Exercise description: Reproduce all of the records below line for line, leaving every character unchanged.

##### Data provided

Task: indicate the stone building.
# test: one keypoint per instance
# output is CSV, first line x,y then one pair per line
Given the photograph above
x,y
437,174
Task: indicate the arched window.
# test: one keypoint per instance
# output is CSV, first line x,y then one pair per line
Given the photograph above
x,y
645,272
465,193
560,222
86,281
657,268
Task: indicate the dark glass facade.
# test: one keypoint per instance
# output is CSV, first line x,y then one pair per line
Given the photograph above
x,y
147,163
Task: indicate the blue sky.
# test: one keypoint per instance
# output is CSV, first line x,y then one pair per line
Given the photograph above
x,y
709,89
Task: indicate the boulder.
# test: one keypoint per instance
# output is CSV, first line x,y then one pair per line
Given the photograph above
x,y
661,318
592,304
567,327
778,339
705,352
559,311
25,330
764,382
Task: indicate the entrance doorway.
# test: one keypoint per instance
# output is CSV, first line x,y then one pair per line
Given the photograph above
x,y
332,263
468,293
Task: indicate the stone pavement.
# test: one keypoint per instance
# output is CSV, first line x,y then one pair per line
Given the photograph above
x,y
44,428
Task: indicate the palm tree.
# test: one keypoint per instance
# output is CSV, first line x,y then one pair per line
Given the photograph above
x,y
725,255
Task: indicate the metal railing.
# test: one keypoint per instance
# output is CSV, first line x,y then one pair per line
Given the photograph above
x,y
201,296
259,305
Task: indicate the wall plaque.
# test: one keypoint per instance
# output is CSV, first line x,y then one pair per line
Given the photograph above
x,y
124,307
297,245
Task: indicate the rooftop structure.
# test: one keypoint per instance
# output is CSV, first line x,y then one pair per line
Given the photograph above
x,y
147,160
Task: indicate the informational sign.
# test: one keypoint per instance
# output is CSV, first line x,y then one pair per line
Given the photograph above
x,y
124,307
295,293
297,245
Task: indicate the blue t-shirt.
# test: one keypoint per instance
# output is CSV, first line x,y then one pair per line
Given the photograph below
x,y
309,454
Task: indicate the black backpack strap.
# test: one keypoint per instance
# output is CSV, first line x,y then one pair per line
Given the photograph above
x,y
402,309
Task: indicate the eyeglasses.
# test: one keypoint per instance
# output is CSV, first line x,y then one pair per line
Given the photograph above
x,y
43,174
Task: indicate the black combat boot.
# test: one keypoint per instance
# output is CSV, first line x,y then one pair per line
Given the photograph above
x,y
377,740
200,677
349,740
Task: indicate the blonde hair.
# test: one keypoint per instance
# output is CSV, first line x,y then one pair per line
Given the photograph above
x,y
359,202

##########

Problem solution:
Task: indicate the stone building.
# test: one keypoint per instance
# output is CSV, first line x,y then one pair per line
Given the photograph above
x,y
437,174
Task: indicate the arched window.
# test: one keypoint per instance
# output is CSV, first line x,y then one pair per line
Given the photograph above
x,y
645,272
465,193
560,222
86,281
657,268
Task: indicate the dark glass facade.
# test: one keypoint per instance
# output is CSV, first line x,y then one pair per line
Given the photograph above
x,y
147,163
Task: indicate the blue sky.
# test: one keypoint per instance
# output is CSV, first line x,y then one pair per line
Given the photograph above
x,y
709,89
Task: indicate the boulder.
# test: one keypoint per instance
# output is CSV, first line x,y then one pair per line
Given the photograph above
x,y
661,318
592,304
567,327
778,339
705,352
559,311
25,330
764,382
Task: indicate the entrance doorway.
# test: one keypoint per instance
# output is CSV, first line x,y then one pair per line
Given the photograph above
x,y
332,263
468,293
Task: indicate the stone pavement.
# test: one keypoint per instance
# output is CSV, first line x,y then one pair per line
Given the photograph above
x,y
44,428
Task: indicate the palm tree.
# test: one keypoint per instance
# output is CSV, first line x,y then one pair per line
Given the photograph above
x,y
725,255
Task: indicate the metal railing.
# test: one keypoint per instance
# output is CSV, first line x,y then one pair per line
Given the photograph above
x,y
201,296
259,305
Task: indicate the wall plaque.
# test: one keypoint per instance
# output is CSV, first line x,y then one pair per line
Given the photograph above
x,y
124,307
297,245
Task: indicate the rooftop structure.
# test: one keypoint per instance
# output is CSV, first line x,y then one pair per line
Given the photograph above
x,y
147,160
Task: indicate the informational sign.
# test: one keypoint per instance
# output is CSV, first line x,y then one pair per line
Given the photograph above
x,y
124,307
295,293
297,245
Task: indicate the blue t-shirt.
# test: one keypoint per instance
# output is CSV, first line x,y then one pair per line
Given the photograph below
x,y
309,454
Task: indicate the black backpack strap.
# test: one keypoint per instance
# output is CSV, first line x,y then one pair per line
Given the photograph above
x,y
402,309
Task: indicate the eyeglasses.
# test: one keypoint per instance
# output is CSV, first line x,y then one pair per line
Given the photograph above
x,y
43,174
Task: indicate the black combat boot.
# test: one keypoint per instance
# output is CSV, first line x,y then one pair per line
Given the photograph above
x,y
377,740
200,677
349,740
Task: indicate the blonde hair.
# test: one keypoint per instance
# output is CSV, first line x,y then one pair per line
Given the photograph above
x,y
359,202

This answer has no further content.